GIVEN PASSAGE:
=-=-=

Identical resistance phenotypic profiles were found for Pc63 and Pc38, suggesting that these differential lines may contain the same resistance gene (S13 Fig). Pc71, Pc55, and Pc39 also showed very similar profiles to each other, suggesting that these lines contain the same or related resistance genes. However, two Pca isolates distinguished Pc38/63 from Pc39/55/71: one was avirulent on Pc38/63 and virulent on Pc39/55/71 while the second showed the opposite response. Such contrasting phenotypic patterns clearly distinguished these two groups as showing different recognition specificities. Again, this could indicate that the resistance genes are allelic and recognize different versions of the same Avr gene, or that they recognize two closely linked Avr genes in the same genomic region. Pc70 showed a similar resistance profile to Pc39/55/71 but was resistant to additional isolates, indicating that it may contain the same resistance gene in combination with an additional gene of a different specificity. This is consistent with the weaker association observed between this region and Pc70 virulence.
Evidence for selective sweeps in the Pca genome
To detect signatures of selection in genes relevant to pathogenicity, we calculated nucleotide diversity (π), Watterson’s θ and Tajima’s D for genes encoding putative effectors (n = 529) and all other predicted genes (n = 16,719) . Diversity was slightly higher in predicted effectors than other genes within the 1990 population but there was no difference between these groups within the 2015 population (S14A and S14B Fig and S3 Table). Tajima’s D for effector genes was significantly lower than for the remainder of genes in both years (p < 0.05 Wilcoxon rank sum test, S14 Fig and S3 Table). Consistent with this, the lowest quartile of the distribution of Tajima’s D values was lower for effectors than for all genes. This greater proportion of lower negative values reflects an excess of rare alleles in some effector genes, consistent with the genes being more frequent targets of directional selection and selective sweeps.

=-=-=

Stored data
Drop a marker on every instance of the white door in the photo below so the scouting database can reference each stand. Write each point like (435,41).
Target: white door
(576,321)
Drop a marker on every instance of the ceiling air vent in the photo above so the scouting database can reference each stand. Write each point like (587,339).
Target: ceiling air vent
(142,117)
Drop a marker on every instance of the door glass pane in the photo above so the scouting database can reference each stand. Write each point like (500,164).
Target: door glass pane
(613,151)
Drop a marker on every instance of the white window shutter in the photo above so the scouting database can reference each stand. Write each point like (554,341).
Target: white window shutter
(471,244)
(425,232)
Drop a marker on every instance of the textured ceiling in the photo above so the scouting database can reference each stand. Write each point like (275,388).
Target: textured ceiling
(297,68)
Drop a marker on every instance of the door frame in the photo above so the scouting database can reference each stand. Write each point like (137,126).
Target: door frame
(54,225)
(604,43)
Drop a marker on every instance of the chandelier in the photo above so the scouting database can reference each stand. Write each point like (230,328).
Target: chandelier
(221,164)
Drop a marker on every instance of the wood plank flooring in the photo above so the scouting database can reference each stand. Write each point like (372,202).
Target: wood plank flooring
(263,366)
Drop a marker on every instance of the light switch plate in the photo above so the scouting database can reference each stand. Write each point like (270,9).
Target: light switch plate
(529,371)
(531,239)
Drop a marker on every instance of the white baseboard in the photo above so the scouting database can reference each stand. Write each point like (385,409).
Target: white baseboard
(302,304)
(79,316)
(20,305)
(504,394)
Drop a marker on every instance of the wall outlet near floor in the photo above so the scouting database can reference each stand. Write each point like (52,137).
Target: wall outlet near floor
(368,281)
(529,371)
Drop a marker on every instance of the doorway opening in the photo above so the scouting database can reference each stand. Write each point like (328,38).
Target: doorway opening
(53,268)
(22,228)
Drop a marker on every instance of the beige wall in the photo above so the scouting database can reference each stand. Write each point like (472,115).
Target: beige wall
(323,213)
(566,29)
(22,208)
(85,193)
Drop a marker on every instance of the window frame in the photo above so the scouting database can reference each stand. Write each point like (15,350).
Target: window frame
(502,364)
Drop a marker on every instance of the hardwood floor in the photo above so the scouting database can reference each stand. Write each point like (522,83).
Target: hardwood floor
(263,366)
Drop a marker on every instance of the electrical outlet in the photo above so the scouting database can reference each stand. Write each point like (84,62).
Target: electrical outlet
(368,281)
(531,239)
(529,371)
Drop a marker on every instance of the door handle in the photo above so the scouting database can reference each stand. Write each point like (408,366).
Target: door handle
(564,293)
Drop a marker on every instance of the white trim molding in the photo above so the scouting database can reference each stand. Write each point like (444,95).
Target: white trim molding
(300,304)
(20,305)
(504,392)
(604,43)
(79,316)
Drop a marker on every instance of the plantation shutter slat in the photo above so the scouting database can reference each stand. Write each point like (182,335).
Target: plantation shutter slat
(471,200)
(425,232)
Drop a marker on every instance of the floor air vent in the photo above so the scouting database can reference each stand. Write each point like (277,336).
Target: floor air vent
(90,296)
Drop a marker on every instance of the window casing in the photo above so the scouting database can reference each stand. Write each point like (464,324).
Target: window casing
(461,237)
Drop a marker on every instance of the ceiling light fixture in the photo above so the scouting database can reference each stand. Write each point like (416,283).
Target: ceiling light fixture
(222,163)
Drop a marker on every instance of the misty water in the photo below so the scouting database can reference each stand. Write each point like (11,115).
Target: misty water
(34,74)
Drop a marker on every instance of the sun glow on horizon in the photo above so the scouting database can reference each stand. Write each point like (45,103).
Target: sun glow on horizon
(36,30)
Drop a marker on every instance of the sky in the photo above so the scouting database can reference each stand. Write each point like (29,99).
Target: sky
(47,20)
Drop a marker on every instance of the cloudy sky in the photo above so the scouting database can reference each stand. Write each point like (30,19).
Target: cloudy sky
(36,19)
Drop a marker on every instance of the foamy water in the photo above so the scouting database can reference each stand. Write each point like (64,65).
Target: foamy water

=-=-=

WORK REQUEST A: In the Pca passage, how many genes encoding putative effectors were analyzed?
WORK REQUEST B: For each statement, say yes or no depending on whether the Pca passage supports it, and quote the deciding words: (i) Pc63 and Pc38 showed the same resistance profile. (ii) Within the 2015 population, diversity was higher in predicted effectors than in other genes. (iii) Tajima's D for effector genes was significantly higher than for the other genes.
WORK REQUEST C: Pick up the Pca passage after its last sentence and carry it on.

EXERCISE RESULT A: 529 genes.

EXERCISE RESULT B:
(i) Yes: "Identical resistance phenotypic profiles were found for Pc63 and Pc38"
(ii) No: "there was no difference between these groups within the 2015 population"
(iii) No: "Tajima’s D for effector genes was significantly lower than for the remainder of genes in both years"

EXERCISE RESULT C:
Next, we closely examined a subset of effector candidates with high expression in haustoria (n = 102)  to detect those showing a decrease in population-wide genetic diversity and Tajima’s D since 1990, a hallmark of a selective sweep. Several haustorial effectors show a decrease in π since 1990 (Fig 5A and S4 Table), consistent with the genome wide reduction of diversity over this time period (S14E Fig). The overall distribution of π values for haustorial effectors in 2015 was not different to that in 1990 (p = 0.06, Wilcoxon rank sum test) (Fig 5B). However, the four predicted effectors with the largest decrease in π between years (PCA_SD_03307, PCA_SD_01254, PCA_SD_15364, PCA_SD_06058) also exhibited a strong reduction in Tajima’s D resulting in negative values (Fig 5C and S4 Table), consistent with a selective sweep. Three of these also showed relatively high FST values (Fig 5D), consistent with selection of distinct alleles in the 1990 and 2015 populations. A few other effectors also showed high FST values (S4 Table). As a further test for selective sweeps in the haustorial effector gene set, we also calculated the composite likelihood ratio (CLR) , which uses variation in the site-frequency spectrum along the genome (Fig 5E and S4 Table). The effector gene with the largest decrease in nucleotide diversity (PCA_SD_03307, first effector on x-axis of Fig 5A) also showed a high CLR value (above the 95th percentile for each year), supporting a recent selective sweep. A BLASTp search with the PCA_SD_03307 protein sequence identified homologous genes in the wheat stem rust fungus and stripe rust fungus, which are also reported to have haustoria and infection-specific expression (S5 Table).
(A) Nucleotide diversity (π) values for predicted effectors in 12SD80 with haustorial expression (n = 102, x-axis) using 1990 (black) and 2015 (red) datasets. (B) Distribution of nucleotide diversity values (y-axis) for predicted effectors in 12SD80 with haustorial expression in 1990 and 2015 (x-axis). A box plot was drawn inside each violin plot to indicate median and inter-quartile range values. (C) Tajima’s D values for predicted effectors in 12SD80. (D) FST values for predicted effectors in 12SD80 when comparing 1990 and 2015 datasets. The mean for all genes (0.05) is shown by a dashed line at and whereas the dotted line represents the median value (0.024). (E) Composite likelihood ratio (CLR) scores for predicted effectors of 12SD80. The horizontal lines in E show the 95% percentile thresholds for 1990 (black) and 2015 (red). List of haustorial effectors and raw data is provided in table S4.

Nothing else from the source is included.